(Referring expression pointing data)
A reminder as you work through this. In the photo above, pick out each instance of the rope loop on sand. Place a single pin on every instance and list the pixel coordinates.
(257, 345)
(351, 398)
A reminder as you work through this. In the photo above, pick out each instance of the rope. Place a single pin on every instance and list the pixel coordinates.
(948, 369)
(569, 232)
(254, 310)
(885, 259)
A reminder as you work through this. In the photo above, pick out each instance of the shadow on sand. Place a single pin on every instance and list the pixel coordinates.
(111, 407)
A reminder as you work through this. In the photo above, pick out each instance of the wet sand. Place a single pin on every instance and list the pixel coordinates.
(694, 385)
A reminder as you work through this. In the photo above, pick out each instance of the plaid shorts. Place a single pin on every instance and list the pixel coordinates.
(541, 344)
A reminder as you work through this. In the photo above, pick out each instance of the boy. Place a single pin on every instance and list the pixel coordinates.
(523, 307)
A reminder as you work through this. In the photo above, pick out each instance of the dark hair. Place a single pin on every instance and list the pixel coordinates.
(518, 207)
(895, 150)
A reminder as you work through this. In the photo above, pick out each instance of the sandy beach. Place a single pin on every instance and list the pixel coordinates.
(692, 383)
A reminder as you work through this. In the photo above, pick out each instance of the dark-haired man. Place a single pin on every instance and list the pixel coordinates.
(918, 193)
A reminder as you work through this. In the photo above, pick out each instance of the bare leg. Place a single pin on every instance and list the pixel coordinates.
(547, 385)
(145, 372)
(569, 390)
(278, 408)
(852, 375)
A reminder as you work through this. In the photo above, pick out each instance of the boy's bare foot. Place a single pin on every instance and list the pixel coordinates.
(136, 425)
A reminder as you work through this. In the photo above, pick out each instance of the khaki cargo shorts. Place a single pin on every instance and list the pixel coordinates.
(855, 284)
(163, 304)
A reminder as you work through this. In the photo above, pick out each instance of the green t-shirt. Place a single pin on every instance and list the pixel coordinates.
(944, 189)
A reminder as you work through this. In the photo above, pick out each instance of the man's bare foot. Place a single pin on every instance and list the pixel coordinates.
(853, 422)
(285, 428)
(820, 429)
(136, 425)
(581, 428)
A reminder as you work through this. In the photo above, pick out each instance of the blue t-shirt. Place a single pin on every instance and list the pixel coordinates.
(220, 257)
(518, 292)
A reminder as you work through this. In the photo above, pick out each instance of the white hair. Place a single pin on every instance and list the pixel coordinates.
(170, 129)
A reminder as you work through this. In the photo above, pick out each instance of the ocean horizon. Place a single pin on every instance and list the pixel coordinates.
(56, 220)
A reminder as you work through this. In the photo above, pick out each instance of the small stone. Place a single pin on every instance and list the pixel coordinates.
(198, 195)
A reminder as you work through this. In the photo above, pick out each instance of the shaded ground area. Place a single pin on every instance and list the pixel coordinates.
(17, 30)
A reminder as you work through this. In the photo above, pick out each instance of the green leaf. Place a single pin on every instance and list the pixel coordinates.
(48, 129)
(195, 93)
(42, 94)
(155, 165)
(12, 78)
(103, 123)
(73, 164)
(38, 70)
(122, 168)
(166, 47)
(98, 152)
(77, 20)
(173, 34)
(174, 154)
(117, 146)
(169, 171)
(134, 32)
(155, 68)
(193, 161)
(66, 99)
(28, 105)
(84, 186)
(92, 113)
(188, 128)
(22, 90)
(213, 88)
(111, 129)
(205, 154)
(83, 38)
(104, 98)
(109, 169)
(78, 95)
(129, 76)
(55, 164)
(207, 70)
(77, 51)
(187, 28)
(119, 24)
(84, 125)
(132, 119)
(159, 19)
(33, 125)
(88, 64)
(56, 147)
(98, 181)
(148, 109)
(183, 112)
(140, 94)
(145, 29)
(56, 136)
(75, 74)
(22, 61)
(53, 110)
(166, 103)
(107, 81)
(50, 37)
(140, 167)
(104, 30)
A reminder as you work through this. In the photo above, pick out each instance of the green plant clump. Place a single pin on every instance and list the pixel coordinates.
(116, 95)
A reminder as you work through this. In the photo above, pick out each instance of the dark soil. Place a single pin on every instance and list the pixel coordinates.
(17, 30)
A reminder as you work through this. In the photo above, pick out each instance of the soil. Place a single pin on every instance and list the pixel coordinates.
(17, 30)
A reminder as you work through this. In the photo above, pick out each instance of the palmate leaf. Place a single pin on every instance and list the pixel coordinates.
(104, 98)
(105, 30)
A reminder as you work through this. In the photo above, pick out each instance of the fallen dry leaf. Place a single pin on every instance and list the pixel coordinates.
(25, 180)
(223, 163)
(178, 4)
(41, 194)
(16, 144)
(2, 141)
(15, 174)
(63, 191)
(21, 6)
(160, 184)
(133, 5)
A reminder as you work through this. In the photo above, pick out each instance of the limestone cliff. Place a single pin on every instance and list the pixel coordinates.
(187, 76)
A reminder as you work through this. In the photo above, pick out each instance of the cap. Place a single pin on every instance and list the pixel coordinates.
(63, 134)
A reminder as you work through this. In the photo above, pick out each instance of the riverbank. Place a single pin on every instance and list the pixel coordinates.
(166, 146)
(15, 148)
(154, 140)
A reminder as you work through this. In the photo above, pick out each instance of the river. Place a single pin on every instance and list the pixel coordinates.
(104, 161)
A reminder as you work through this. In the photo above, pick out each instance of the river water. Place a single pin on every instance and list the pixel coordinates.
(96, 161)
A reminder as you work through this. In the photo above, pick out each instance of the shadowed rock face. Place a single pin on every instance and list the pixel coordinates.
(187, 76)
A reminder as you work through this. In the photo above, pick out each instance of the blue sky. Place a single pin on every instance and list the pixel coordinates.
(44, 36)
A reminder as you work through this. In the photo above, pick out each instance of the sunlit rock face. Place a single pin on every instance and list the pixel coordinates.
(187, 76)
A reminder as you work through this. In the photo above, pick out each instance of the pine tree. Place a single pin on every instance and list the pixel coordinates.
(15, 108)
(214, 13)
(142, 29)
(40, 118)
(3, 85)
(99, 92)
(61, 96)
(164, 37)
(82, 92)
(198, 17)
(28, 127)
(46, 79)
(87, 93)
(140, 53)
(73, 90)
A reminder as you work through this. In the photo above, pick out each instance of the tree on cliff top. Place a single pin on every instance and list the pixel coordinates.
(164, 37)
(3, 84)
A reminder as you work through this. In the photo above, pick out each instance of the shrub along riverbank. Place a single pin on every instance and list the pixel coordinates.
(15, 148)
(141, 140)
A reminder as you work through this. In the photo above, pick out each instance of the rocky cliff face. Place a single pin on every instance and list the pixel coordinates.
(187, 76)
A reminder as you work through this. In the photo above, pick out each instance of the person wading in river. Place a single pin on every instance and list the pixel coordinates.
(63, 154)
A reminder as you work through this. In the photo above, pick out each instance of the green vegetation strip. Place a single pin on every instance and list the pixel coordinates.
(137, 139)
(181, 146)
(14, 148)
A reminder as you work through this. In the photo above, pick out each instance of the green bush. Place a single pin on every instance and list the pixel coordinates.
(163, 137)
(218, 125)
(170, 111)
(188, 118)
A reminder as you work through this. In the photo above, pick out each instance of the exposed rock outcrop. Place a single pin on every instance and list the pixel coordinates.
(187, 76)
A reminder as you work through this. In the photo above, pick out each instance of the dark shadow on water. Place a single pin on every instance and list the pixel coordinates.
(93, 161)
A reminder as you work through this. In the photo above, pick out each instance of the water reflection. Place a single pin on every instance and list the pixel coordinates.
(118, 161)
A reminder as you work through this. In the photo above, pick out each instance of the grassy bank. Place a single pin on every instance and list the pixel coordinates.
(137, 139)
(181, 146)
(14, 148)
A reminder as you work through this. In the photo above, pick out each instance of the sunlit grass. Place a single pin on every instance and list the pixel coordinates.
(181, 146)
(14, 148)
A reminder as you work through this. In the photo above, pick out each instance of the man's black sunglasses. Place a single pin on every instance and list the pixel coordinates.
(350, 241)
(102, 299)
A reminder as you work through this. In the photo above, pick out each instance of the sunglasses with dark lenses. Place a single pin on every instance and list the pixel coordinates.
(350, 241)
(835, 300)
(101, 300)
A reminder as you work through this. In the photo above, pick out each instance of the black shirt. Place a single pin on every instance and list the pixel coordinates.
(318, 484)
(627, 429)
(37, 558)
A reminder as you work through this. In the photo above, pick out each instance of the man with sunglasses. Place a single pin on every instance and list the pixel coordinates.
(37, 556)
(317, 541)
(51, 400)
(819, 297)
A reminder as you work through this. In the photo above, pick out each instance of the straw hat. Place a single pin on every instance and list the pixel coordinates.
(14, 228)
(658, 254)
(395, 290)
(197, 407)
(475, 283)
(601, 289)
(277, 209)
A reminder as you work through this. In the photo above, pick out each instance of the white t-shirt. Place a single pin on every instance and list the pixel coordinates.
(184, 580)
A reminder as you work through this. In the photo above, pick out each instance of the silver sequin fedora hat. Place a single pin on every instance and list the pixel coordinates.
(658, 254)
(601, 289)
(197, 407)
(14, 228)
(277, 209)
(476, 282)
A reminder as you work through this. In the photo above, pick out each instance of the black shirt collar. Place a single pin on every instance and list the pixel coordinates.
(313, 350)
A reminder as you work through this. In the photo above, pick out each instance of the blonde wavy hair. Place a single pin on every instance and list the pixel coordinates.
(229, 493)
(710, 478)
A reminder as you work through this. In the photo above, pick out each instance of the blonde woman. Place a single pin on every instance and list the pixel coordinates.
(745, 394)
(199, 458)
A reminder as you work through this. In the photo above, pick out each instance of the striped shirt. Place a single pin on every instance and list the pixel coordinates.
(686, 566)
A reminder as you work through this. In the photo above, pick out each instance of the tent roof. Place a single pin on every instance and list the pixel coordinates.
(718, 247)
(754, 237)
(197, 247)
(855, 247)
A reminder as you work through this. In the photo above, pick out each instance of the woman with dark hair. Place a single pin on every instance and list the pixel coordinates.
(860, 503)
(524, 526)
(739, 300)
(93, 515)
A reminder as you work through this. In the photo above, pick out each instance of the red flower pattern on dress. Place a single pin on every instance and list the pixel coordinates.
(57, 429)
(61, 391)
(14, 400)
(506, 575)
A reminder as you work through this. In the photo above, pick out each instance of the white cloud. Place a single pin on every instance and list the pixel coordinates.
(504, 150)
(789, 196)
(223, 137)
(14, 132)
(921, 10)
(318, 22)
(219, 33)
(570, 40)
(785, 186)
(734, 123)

→ WHAT YOU ARE ASKED TO DO: What you give back should be exactly the lines of the entries above from the one containing "black shirt collar." to the end, and nothing more.

→ EXERCISE ANSWER:
A reminder as you work through this. In the photo above, pick out each instance of the black shirt collar. Place a single pin on every instance and list the pixel coordinates.
(313, 350)
A reminder as you work through this. In the photo above, pick out each instance of the blonde wavy hair. Place a single pin on every instance and list the pixel coordinates.
(229, 493)
(710, 478)
A reminder as you work through this. In the photo above, pick out each instance of the blonde woman. Place a single pin on every instance and list the pixel coordinates.
(745, 394)
(199, 458)
A reminder as you work through this. In the photo above, pick out each instance of the striped shirt. Place a single pin on every instance and list the pixel coordinates.
(686, 566)
A reminder as you work through this. In the photo above, pick out each instance of the tent roof. Place a single pin on every instance and list the pixel coordinates.
(718, 247)
(754, 237)
(197, 247)
(855, 247)
A reminder as you work through this. In the photo above, pick out each instance of the woman with dark hair. Place a single pin on every instance and list the pixel coordinates.
(860, 503)
(524, 526)
(739, 300)
(93, 515)
A reminder as you work through this. In the photo above, pick out each instance of the red flower pattern on dress. Place a single pin on every instance and list the pixel coordinates.
(57, 429)
(61, 391)
(14, 400)
(506, 575)
A reminder as you work through this. In the photo above, pick out each instance of the white cloud. Place a single pin on every instance and list the pixel coordinates.
(504, 150)
(789, 196)
(223, 137)
(14, 132)
(921, 10)
(318, 22)
(219, 33)
(570, 40)
(785, 186)
(734, 123)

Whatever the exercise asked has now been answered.